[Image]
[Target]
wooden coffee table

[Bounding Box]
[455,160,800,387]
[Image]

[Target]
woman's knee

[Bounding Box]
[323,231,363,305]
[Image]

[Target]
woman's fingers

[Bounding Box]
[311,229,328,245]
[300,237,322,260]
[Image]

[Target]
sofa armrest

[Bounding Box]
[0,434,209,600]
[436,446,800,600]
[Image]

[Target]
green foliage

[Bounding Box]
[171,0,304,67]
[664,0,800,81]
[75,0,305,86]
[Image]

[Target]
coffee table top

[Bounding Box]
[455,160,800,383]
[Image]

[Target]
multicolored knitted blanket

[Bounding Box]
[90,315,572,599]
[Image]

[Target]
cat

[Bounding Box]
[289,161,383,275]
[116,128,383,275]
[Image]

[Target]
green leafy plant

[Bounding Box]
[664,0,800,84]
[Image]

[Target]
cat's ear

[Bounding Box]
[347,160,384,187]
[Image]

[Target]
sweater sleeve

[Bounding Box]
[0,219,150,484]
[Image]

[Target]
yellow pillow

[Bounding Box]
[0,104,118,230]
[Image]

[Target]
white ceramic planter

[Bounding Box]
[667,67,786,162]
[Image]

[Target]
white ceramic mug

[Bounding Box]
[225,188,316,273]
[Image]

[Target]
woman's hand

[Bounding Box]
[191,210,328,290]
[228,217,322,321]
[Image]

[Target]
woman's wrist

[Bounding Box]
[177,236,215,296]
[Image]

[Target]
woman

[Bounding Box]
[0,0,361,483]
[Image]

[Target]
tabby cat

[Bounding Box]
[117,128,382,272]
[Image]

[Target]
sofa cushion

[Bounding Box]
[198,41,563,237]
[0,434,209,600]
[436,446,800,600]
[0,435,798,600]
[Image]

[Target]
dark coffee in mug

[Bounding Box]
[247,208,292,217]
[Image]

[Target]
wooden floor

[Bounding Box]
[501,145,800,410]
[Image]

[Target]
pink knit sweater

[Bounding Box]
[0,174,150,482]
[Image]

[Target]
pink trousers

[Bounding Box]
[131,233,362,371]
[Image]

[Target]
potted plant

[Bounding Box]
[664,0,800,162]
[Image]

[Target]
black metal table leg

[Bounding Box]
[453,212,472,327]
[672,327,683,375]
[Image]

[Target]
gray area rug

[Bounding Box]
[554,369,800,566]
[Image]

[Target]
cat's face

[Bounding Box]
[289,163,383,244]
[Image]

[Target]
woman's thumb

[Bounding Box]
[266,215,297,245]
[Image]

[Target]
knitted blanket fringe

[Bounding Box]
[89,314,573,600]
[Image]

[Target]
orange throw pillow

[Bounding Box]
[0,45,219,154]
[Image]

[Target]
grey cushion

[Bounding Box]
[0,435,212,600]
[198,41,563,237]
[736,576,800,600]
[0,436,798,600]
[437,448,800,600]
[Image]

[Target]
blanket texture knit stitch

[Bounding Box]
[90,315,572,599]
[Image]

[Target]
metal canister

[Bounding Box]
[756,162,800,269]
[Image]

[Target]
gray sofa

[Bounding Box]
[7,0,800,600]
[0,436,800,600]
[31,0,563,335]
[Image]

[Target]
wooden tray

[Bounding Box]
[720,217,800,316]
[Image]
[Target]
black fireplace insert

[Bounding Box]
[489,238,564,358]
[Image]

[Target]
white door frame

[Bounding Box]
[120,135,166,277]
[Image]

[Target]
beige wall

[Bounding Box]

+++++

TASK DESCRIPTION: Gather every line in the records above that contains the string "white", and reproduce each such line in full. Treat the match as case-sensitive.

TASK ANSWER:
white ceramic planter
white ceramic mug
white door frame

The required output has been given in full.